以下の住宅ローン控除に関する原文を、一字も変えずに全文出力してください。

• _原文_:

──────────────────────────────

変わりゆく住宅ローン控除 | 誠和不動産販売株式会社
変わりゆく住宅ローン控除
著:誠和不動産販売 2021年1月更新
住宅ローン控除(住宅借入金等特別控除)とは住宅ローンを組んで自己居住用の住宅を購入すると税金が安くなる特例のことをいいます。住宅購入の際に現金一括ではなく住宅ローンを組んで購入した場合に、特別控除すなわち所得税額から一定額を控除するという制度です。この特例を活用することで、住宅ローンの返済が楽になるため、住宅購入の後押しになっています。
どのくらい控除されるのか
住宅ローン控除は、住宅を購入する際に利用した住宅ローンの年末残高を基準に一定の計算がされ、実際に住宅に居住して以降の各年分の所得税から控除されます。(2020年度時点の制度では、2022年12月31日までに居住した場合に適用されます)
控除される期間は10年で、毎年の住宅ローンの年末残高等×1%(控除限度額40万円、認定住宅の場合は50万円)が控除されます。

──────────────────────────────

• _提供データ_:
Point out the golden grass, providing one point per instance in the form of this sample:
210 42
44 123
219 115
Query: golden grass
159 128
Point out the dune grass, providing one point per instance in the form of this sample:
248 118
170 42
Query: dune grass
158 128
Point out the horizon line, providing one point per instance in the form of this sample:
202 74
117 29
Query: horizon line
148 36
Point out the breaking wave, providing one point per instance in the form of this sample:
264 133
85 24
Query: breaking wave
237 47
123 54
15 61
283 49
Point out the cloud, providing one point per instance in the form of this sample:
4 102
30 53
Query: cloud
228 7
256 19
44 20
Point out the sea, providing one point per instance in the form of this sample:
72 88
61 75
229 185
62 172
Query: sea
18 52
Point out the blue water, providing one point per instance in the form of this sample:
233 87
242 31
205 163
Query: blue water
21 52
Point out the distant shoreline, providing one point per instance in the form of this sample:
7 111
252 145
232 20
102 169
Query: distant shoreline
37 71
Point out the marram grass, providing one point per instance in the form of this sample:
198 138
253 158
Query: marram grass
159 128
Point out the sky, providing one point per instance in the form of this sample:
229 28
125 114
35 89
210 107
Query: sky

──────────────────────────────

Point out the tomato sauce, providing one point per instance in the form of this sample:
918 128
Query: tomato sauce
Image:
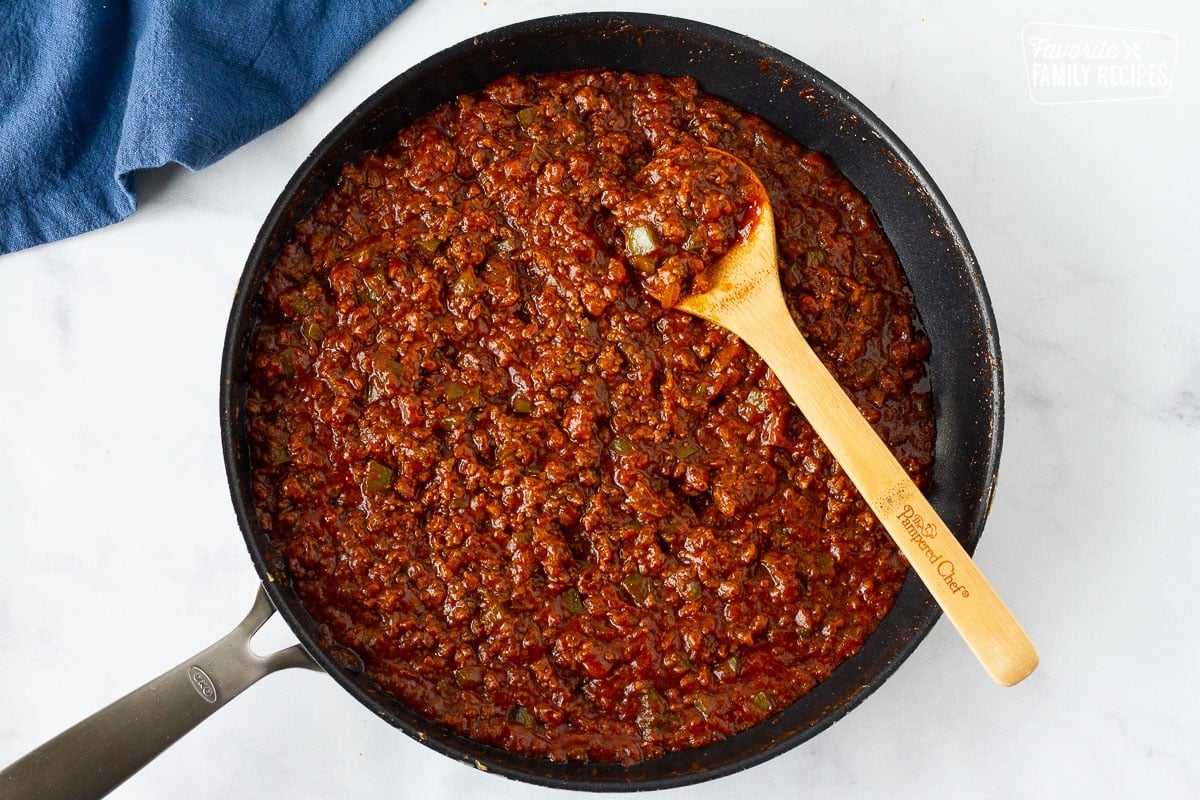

──────────────────────────────

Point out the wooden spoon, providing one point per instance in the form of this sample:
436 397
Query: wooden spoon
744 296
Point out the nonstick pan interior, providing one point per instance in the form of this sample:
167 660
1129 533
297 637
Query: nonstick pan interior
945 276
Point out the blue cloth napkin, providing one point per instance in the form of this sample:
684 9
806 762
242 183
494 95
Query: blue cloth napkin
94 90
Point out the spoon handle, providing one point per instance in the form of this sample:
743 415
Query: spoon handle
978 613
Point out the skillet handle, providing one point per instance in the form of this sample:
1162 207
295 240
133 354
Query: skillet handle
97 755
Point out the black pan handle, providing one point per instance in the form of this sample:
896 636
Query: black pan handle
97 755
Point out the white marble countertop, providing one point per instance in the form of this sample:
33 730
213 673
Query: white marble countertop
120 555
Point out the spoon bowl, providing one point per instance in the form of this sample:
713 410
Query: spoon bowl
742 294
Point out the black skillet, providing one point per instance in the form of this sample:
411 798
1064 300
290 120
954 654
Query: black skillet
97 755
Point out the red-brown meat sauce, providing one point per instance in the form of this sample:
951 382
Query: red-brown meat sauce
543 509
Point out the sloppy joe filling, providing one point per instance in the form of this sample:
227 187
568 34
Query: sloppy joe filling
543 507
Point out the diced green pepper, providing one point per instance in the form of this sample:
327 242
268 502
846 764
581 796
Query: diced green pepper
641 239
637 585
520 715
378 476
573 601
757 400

──────────────────────────────

• _解答_:
変わりゆく住宅ローン控除 | 誠和不動産販売株式会社
変わりゆく住宅ローン控除
著:誠和不動産販売 2021年1月更新
住宅ローン控除(住宅借入金等特別控除)とは住宅ローンを組んで自己居住用の住宅を購入すると税金が安くなる特例のことをいいます。住宅購入の際に現金一括ではなく住宅ローンを組んで購入した場合に、特別控除すなわち所得税額から一定額を控除するという制度です。この特例を活用することで、住宅ローンの返済が楽になるため、住宅購入の後押しになっています。
どのくらい控除されるのか
住宅ローン控除は、住宅を購入する際に利用した住宅ローンの年末残高を基準に一定の計算がされ、実際に住宅に居住して以降の各年分の所得税から控除されます。(2020年度時点の制度では、2022年12月31日までに居住した場合に適用されます)
控除される期間は10年で、毎年の住宅ローンの年末残高等×1%(控除限度額40万円、認定住宅の場合は50万円)が控除されます。